━━ LISTING

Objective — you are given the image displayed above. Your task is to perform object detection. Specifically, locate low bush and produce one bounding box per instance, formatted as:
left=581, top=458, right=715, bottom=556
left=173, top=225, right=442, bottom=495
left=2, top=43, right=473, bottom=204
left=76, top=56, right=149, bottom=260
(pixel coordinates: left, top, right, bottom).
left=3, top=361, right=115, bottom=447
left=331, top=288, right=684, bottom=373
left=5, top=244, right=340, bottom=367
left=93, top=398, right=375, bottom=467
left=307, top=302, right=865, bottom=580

━━━━
━━ LISTING

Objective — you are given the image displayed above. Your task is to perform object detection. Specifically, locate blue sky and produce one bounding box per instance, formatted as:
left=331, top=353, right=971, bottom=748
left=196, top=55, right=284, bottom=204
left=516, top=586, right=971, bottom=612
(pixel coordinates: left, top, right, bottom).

━━━━
━━ LISTING

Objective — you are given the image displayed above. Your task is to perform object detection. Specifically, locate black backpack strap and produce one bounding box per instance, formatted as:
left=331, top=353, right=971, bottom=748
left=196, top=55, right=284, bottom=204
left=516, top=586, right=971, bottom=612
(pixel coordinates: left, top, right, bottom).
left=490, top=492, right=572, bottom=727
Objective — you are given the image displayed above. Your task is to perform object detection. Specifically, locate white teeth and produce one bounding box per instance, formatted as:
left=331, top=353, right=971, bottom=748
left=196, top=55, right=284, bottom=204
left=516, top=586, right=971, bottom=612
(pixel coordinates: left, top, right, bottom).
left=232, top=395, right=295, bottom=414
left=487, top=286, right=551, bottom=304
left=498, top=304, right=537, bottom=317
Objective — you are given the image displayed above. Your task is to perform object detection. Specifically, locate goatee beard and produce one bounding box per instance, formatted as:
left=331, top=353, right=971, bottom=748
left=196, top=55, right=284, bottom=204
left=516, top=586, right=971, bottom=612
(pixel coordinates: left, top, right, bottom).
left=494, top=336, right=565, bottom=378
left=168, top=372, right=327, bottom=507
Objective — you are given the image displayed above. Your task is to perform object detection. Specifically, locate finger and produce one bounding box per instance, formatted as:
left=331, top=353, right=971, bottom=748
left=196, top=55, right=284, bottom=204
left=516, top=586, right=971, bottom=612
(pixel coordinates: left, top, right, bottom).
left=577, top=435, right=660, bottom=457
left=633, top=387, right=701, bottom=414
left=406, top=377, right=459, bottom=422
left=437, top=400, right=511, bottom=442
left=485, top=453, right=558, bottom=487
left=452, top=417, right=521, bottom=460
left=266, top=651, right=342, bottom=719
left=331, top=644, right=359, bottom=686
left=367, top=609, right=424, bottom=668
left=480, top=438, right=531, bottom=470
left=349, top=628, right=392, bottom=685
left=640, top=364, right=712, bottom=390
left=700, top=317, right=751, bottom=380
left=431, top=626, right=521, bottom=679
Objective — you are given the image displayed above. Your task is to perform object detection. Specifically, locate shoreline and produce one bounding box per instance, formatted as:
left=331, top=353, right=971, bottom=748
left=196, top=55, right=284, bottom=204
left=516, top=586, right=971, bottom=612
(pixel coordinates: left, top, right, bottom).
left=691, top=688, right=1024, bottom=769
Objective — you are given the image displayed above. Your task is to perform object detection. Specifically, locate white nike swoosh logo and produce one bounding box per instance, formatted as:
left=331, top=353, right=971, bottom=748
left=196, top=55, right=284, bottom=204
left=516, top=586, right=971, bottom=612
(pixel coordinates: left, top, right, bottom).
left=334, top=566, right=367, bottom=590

━━━━

• **EXERCISE TASK**: Convert the data from the line with "locate white nike" up to and including the line with "left=334, top=566, right=367, bottom=590" into a JSON list of strings, one string per line, leaving out blank lines.

• **TASK OUTPUT**:
[
  "Objective — you are given the image displayed above. Your task is to perform object detection. Specifically, locate white nike swoosh logo and produce one bounding box per instance, formatted as:",
  "left=331, top=353, right=971, bottom=748",
  "left=196, top=55, right=284, bottom=204",
  "left=516, top=586, right=971, bottom=612",
  "(pixel coordinates: left, top, right, bottom).",
  "left=334, top=566, right=367, bottom=590"
]